AIM OF THE EXERCISE: Copy out the entries exactly. Print them in full.

MATERIAL FOR THIS TASK:
= Beginning of Section =

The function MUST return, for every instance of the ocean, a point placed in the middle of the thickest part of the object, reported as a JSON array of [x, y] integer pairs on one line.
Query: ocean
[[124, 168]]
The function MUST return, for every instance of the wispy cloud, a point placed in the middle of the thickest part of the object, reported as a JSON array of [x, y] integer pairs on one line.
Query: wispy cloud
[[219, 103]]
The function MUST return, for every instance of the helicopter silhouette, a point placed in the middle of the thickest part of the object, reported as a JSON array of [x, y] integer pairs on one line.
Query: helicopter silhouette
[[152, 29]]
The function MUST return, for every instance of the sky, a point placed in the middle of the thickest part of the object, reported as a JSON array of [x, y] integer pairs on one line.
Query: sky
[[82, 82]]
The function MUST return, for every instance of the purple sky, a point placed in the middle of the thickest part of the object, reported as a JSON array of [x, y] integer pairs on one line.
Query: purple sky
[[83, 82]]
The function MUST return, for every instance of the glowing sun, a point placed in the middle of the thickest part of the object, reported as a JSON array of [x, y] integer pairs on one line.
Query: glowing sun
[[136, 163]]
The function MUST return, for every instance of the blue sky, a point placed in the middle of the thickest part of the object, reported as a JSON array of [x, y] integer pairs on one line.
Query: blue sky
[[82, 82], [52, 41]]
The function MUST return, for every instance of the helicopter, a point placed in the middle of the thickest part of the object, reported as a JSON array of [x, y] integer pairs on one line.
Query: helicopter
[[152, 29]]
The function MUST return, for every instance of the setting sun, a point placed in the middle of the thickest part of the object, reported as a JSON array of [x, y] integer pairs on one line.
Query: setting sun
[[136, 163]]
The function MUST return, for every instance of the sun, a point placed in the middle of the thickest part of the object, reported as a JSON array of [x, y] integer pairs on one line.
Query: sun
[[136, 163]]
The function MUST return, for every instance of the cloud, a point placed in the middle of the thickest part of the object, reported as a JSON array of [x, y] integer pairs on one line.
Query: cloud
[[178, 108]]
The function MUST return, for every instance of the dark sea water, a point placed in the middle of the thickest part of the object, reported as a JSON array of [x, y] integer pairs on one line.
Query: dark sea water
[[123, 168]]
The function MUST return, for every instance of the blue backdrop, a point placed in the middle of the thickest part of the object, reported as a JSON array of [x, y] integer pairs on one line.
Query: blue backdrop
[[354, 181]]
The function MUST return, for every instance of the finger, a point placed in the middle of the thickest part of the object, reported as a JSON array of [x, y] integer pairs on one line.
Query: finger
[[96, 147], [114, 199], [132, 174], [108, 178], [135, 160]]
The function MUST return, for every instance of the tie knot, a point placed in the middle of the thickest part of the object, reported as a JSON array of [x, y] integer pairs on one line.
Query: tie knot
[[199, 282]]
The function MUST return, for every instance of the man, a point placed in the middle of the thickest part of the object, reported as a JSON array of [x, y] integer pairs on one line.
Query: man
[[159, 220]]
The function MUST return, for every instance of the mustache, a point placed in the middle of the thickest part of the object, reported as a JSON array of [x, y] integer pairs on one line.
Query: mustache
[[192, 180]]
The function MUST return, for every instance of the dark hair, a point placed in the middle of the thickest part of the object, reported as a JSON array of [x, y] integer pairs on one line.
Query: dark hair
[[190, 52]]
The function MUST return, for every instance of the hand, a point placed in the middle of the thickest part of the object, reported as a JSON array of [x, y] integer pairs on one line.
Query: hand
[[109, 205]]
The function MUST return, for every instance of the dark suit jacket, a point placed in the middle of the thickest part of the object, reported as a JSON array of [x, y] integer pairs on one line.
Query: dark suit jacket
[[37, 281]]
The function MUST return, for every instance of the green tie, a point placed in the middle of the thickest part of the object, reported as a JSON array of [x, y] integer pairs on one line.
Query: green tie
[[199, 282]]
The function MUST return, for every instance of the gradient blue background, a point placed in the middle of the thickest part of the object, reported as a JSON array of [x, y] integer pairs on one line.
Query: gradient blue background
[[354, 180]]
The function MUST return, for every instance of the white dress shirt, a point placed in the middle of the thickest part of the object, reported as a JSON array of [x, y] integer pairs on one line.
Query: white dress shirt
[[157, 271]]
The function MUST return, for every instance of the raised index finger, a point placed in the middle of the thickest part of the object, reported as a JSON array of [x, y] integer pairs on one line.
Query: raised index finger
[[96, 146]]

= End of Section =

EXERCISE RESPONSE:
The function MUST return, for every instance of the ocean, a point placed in the middle of the thickest part of the object, reported as a JSON array of [x, y] integer pairs on one line.
Query: ocean
[[124, 168]]
The function MUST return, for every instance of the wispy cloud, a point placed in the middle of the thickest part of the object, reported as a JSON array of [x, y] integer pairs on one line.
Query: wispy cloud
[[219, 103]]
The function MUST return, for every instance of the helicopter silhouette, a point placed in the middle of the thickest part of the object, reported as a JSON array of [x, y] integer pairs on one line.
Query: helicopter silhouette
[[152, 29]]
The function MUST return, for every instance of the sky, a point placed in the middle of the thickest part of the object, reported as a JSON array of [x, y] integer pairs on one line.
Query: sky
[[82, 82]]
The function MUST return, for every instance of the purple sky, a point placed in the middle of the thickest part of the object, reported as a JSON array of [x, y] integer pairs on one line.
Query: purple sky
[[83, 82]]
The function MUST return, for every instance of the glowing sun, a point placed in the middle of the thickest part of the object, reported as a JSON array of [x, y] integer pairs on one line.
Query: glowing sun
[[136, 163]]
The function MUST return, for every instance of the blue sky, a point placed in the middle of the thickest part of the object, reported as a JSON array of [x, y] integer pairs on one line.
Query: blue sky
[[82, 82], [52, 41]]
The function MUST return, for every instance of the helicopter, a point placed in the middle of the thickest part of the object, reported as a JSON array of [x, y] integer pairs on one line.
Query: helicopter
[[152, 29]]
The function MUST return, for every instance of the setting sun, a point placed in the middle of the thickest part of the object, reported as a JSON array of [x, y] integer pairs on one line.
Query: setting sun
[[136, 163]]
The function MUST return, for every instance of the sun, a point placed in the middle of the thickest part of the object, reported as a JSON array of [x, y] integer pairs on one line.
Query: sun
[[136, 163]]
The function MUST return, for every instance of the cloud, a point placed in the middle of the thickest part of the object, reported as a JSON array of [x, y] integer pairs on one line.
Query: cloud
[[178, 108]]
The function MUST return, for every instance of the dark sea water, a point placed in the middle of the thickest part of the object, reported as a JSON array of [x, y] integer pairs on one line.
Query: dark sea water
[[123, 168]]
The function MUST return, for every instance of the blue backdrop, a point placed in the middle of the thickest part of the object, reported as a JSON array of [x, y] integer pairs on one line.
Query: blue backdrop
[[354, 181]]
The function MUST return, for every instance of the finger, a point placed in the middle of the thickest part of the object, reported as a JSON array of [x, y] integer pairs on one line.
Query: finger
[[96, 147], [114, 199], [132, 174], [108, 178], [135, 160]]
The function MUST return, for every instance of the tie knot, a point placed in the middle of the thickest part of the object, reported as a JSON array of [x, y] integer pairs on one line.
Query: tie knot
[[199, 282]]
The function MUST return, for every instance of the man, a point placed in the middle of the thickest part of the object, reported as a JSON array of [x, y] integer pairs on one line.
Query: man
[[159, 220]]
The function MUST return, for every instance of the mustache, a point placed in the middle of the thickest part of the object, reported as a JSON array of [x, y] integer pairs on one line.
Query: mustache
[[192, 180]]
The function MUST return, for every instance of the dark hair, a point placed in the middle of the thickest part of the object, reported as a JSON array of [x, y] integer pairs on one line.
Query: dark hair
[[190, 52]]
The function MUST return, for every instance of the hand, a point placed in the middle of the thickest part of the object, reported as a JSON array of [x, y] integer pairs on one line.
Query: hand
[[109, 205]]
The function MUST return, for every instance of the dark suit jacket, a point placed in the middle of the thickest part of the object, reported as a JSON array of [x, y] integer pairs on one line.
Query: dark suit jacket
[[37, 281]]
The function MUST return, for every instance of the green tie, a point placed in the middle of the thickest part of the object, reported as a JSON array of [x, y] integer pairs on one line.
Query: green tie
[[199, 282]]
The function MUST return, for every instance of the gradient blue background, a point placed in the middle of the thickest part of the object, reported as a JSON array of [x, y] integer pairs on one line.
Query: gradient blue background
[[354, 180]]
The function MUST return, for every instance of the white dress shirt, a point placed in the middle of the thickest part of the object, reported as a JSON array of [x, y] integer pairs on one line.
Query: white dress shirt
[[157, 271]]
The function MUST return, for every instance of the raised index finger, a point placed in the middle of the thickest part of the object, reported as a JSON array of [x, y] integer pairs on one line.
Query: raised index finger
[[96, 146]]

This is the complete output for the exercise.